AVAILABLE DATA -

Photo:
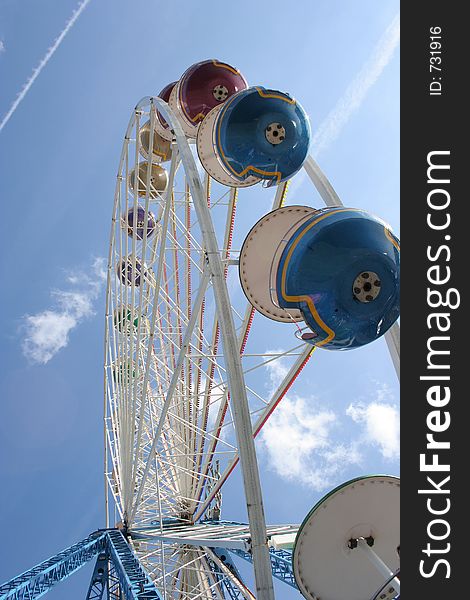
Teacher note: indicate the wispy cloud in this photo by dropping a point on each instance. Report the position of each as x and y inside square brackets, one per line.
[381, 422]
[358, 89]
[37, 71]
[314, 446]
[47, 332]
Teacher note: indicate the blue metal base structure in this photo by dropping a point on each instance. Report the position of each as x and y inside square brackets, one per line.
[281, 564]
[118, 575]
[117, 569]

WHAT TO PRODUCE - Would you output the data exactly, without any of its images?

RESPONSE TO THIS EXERCISE -
Photo:
Teacher note: indicate the wispy cloud in this photo by dropping a point on each instance. Report the position of each as x and y inside square brackets, one per line.
[381, 422]
[358, 89]
[37, 71]
[314, 446]
[47, 332]
Teacher note: indicate the blue metal base structure in this photo by dropping a point on each instance. Report the position of each as x and y inside square brackets, one per line.
[281, 564]
[118, 575]
[117, 569]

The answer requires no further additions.